Task goal: Show every line in the items below that contains the word "positive".

*** Records for this task Section Begins ***

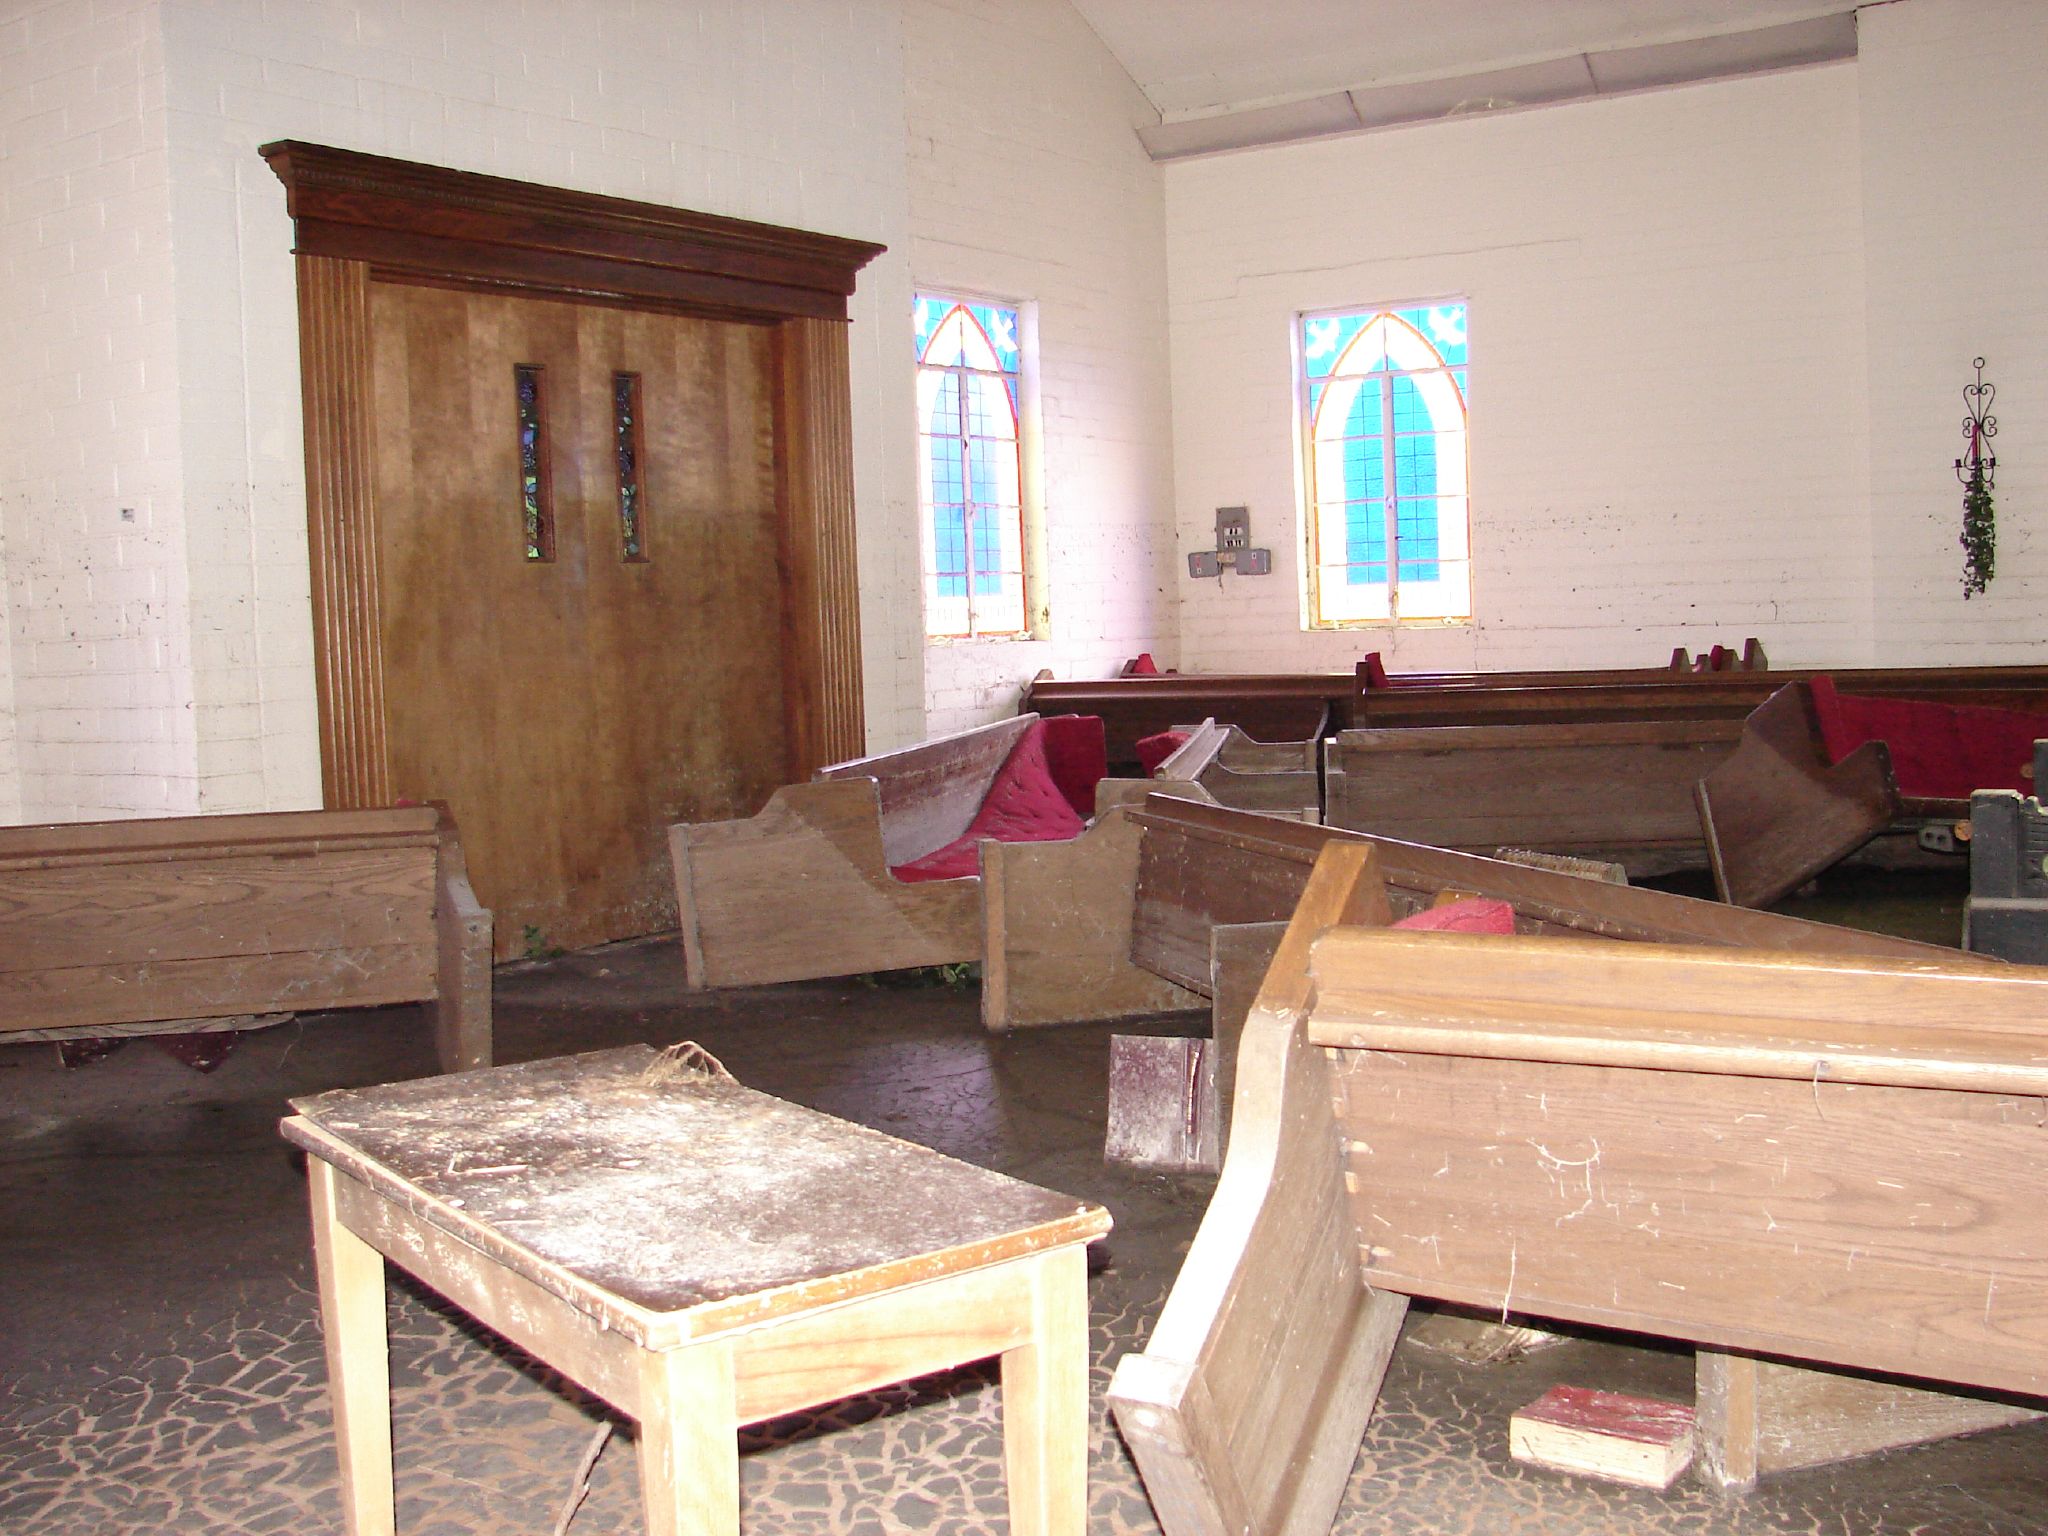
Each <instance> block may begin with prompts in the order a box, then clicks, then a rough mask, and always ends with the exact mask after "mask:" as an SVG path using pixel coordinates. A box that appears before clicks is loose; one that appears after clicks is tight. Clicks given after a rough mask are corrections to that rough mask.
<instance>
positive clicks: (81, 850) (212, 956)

*** Records for this task Section Ends ***
*** Records for this task Section Begins ***

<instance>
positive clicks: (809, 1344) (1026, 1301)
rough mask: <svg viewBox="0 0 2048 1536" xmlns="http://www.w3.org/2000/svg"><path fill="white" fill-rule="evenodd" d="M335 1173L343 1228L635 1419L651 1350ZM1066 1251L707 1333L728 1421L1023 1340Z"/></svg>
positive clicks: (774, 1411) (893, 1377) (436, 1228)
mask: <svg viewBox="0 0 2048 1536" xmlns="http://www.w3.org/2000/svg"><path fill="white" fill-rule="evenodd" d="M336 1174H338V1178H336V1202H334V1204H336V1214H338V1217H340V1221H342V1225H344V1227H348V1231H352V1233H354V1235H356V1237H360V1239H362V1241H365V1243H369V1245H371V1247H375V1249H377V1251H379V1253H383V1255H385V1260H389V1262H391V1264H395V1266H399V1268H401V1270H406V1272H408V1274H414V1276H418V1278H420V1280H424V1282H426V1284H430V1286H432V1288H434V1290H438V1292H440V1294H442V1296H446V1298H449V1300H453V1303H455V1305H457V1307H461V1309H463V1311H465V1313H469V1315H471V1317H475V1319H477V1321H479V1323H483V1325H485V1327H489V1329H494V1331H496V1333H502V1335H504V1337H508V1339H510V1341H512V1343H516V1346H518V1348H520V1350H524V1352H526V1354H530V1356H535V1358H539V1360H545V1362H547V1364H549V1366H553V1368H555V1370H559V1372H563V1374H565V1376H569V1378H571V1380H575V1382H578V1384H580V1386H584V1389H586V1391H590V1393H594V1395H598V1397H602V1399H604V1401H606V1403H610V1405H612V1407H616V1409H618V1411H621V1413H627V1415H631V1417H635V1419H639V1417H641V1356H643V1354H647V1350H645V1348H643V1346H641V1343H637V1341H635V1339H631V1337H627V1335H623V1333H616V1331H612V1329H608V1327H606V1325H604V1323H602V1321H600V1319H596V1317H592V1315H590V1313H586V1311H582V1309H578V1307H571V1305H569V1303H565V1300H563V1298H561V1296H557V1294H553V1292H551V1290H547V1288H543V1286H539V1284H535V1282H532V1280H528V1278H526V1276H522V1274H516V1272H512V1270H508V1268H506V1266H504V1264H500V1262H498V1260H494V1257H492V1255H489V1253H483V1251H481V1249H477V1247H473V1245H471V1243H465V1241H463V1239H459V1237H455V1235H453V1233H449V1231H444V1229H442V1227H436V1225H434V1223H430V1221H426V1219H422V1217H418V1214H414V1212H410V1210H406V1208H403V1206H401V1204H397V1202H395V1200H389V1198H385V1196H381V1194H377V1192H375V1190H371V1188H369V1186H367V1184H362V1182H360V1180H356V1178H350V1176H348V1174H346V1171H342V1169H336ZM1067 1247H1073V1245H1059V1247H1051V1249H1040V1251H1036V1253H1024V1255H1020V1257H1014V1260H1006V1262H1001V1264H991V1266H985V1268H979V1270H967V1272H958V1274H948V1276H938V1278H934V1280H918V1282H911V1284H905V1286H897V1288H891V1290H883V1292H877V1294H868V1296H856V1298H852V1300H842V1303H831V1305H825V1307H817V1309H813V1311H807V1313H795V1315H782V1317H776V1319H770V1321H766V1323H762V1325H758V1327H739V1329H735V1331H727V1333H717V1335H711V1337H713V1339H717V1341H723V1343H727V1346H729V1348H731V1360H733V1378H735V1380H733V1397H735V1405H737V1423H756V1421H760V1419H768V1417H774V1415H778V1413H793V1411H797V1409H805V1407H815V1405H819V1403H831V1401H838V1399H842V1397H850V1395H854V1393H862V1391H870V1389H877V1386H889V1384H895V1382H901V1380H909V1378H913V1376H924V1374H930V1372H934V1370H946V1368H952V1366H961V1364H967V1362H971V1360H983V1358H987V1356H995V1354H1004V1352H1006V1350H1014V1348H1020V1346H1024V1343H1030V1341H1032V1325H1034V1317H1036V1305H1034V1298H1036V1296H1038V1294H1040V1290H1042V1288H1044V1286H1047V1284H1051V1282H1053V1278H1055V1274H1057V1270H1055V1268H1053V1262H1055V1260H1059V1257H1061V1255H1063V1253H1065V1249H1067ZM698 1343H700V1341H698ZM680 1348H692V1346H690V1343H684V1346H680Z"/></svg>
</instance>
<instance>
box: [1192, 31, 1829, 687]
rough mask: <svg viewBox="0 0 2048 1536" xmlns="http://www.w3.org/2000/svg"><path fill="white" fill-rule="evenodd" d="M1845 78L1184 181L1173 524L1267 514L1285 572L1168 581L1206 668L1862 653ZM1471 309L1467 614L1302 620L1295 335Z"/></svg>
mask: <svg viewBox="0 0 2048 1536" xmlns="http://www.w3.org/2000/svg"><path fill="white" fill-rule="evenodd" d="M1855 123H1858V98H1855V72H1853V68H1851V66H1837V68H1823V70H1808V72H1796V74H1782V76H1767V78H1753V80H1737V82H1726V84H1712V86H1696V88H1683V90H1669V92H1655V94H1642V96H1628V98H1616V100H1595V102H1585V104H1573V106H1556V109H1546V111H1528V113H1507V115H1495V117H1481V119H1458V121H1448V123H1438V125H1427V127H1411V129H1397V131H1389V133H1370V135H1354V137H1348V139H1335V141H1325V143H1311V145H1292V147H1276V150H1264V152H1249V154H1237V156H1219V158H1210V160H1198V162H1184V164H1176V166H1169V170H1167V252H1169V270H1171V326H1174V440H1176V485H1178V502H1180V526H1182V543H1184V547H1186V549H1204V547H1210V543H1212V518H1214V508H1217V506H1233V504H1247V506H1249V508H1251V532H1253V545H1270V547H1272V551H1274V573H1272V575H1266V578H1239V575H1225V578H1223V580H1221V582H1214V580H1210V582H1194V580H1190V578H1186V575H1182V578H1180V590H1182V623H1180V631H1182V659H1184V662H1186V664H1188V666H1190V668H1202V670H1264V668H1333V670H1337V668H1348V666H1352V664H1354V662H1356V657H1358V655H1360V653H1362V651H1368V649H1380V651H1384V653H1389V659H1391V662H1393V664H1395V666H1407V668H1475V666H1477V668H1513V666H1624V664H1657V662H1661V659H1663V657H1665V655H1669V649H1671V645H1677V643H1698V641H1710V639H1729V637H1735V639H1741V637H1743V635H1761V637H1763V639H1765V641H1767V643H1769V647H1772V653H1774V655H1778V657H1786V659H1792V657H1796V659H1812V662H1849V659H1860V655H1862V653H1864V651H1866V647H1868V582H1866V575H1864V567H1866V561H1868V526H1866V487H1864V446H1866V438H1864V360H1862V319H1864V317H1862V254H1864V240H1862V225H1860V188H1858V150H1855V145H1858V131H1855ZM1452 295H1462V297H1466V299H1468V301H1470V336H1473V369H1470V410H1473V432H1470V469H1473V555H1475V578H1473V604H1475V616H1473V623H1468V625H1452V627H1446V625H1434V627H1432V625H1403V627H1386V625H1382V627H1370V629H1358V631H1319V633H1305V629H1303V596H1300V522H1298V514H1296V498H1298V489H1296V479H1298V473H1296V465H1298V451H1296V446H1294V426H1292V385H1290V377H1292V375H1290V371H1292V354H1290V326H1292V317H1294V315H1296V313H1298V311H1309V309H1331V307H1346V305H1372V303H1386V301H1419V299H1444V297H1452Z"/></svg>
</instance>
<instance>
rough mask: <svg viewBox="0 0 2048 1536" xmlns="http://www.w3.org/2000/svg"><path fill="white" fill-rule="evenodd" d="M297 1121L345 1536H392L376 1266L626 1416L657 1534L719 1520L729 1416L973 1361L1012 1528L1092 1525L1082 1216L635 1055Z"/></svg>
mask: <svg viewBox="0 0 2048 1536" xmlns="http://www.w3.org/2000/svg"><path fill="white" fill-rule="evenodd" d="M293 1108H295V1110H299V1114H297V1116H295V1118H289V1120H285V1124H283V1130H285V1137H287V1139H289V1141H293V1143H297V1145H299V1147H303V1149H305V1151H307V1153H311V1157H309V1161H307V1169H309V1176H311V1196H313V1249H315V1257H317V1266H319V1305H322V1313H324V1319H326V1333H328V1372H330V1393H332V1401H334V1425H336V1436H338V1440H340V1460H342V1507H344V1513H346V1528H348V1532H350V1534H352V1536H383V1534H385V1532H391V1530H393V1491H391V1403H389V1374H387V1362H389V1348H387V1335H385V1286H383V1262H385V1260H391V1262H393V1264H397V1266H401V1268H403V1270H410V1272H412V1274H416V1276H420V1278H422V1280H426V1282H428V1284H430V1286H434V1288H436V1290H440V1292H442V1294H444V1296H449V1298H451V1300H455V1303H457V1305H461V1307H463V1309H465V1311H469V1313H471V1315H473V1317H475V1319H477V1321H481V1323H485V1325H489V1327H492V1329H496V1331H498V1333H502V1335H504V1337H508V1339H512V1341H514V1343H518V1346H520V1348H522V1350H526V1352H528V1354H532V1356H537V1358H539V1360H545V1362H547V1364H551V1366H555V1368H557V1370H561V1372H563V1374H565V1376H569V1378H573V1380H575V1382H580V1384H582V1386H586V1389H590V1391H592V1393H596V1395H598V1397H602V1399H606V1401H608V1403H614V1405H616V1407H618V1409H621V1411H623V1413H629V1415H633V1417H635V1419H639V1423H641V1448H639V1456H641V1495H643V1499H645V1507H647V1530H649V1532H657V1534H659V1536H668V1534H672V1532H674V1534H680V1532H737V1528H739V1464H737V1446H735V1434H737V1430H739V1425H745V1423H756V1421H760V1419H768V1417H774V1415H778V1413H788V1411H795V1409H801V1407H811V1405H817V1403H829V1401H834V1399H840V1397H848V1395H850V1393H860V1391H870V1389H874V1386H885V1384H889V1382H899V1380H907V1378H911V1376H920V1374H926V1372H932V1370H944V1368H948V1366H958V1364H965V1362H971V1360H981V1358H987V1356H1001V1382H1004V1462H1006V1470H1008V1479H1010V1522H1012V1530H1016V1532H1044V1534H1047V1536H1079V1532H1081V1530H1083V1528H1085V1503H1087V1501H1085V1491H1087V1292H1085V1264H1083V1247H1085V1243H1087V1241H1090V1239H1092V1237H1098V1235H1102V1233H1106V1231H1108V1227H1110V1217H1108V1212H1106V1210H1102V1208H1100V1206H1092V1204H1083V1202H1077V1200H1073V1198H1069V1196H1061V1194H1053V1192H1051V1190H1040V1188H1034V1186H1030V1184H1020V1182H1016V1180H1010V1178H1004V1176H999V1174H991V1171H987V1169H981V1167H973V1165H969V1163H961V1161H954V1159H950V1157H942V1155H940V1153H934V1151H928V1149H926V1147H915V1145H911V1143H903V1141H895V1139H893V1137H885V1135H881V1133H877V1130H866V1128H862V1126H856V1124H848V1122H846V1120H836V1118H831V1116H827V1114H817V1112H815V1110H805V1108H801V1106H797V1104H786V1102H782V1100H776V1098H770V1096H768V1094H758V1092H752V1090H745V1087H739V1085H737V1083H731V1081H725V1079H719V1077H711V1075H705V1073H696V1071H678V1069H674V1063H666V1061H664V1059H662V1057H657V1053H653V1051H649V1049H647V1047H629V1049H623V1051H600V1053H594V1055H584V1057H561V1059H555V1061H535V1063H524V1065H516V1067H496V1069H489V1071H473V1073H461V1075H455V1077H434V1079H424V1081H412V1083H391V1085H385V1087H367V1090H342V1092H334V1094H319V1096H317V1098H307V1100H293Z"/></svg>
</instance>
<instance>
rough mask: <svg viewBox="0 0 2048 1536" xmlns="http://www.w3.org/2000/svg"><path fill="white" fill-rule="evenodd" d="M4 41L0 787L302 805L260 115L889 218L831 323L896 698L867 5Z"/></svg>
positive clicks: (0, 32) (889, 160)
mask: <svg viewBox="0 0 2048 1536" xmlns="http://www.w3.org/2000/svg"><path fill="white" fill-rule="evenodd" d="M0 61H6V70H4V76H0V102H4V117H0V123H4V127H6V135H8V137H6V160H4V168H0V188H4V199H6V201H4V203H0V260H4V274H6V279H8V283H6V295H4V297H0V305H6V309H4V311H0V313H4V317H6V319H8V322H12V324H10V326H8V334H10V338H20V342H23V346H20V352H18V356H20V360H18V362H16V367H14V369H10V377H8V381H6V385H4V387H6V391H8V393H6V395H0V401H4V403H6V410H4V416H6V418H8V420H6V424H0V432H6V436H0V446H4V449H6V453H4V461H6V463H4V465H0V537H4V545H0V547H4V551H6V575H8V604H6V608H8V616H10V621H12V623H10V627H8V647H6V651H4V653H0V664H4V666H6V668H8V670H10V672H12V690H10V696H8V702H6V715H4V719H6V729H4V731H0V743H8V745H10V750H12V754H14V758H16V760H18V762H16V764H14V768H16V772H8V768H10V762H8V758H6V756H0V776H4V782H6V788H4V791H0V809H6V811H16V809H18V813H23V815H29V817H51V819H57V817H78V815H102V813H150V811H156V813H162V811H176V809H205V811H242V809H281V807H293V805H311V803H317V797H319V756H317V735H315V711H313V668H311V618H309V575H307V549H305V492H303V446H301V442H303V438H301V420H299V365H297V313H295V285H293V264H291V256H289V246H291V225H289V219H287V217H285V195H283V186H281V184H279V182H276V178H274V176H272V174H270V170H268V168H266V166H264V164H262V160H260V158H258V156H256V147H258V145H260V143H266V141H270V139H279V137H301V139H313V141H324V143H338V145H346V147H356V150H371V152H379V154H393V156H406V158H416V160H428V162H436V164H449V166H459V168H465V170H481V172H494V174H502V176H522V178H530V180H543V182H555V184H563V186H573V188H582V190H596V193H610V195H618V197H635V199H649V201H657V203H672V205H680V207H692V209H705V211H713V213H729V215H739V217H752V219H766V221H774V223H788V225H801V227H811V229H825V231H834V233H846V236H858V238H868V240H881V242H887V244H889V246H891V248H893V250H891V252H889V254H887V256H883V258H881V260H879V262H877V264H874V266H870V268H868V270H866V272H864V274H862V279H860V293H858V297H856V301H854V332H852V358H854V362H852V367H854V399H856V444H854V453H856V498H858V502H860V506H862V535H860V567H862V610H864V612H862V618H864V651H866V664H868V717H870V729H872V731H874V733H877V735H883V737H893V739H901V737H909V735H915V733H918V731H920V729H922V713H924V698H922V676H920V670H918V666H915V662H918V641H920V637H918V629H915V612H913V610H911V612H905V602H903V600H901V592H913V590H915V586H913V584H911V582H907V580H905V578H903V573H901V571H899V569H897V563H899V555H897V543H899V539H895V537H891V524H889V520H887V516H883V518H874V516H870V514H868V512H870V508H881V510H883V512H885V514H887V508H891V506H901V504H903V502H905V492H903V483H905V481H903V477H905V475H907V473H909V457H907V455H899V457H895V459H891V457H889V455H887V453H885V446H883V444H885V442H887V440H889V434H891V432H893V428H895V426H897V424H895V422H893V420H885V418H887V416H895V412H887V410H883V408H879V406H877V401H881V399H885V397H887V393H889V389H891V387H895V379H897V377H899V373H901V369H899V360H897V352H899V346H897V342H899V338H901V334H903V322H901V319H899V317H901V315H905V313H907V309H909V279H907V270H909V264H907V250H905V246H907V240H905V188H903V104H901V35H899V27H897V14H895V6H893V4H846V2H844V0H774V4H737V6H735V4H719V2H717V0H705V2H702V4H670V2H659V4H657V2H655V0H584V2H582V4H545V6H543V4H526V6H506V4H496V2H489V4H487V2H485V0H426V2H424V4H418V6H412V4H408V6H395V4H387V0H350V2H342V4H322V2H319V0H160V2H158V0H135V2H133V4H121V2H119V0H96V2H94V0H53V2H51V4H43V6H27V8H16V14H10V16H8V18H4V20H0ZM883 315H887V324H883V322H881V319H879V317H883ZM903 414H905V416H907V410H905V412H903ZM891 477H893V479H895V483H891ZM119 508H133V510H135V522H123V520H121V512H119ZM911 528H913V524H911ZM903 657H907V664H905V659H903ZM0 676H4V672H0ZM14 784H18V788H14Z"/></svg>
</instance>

*** Records for this task Section Ends ***

Solved problem:
positive clicks: (81, 850) (212, 956)
positive clicks: (809, 1344) (1026, 1301)
positive clicks: (774, 1411) (893, 1377) (436, 1228)
positive clicks: (0, 32) (889, 160)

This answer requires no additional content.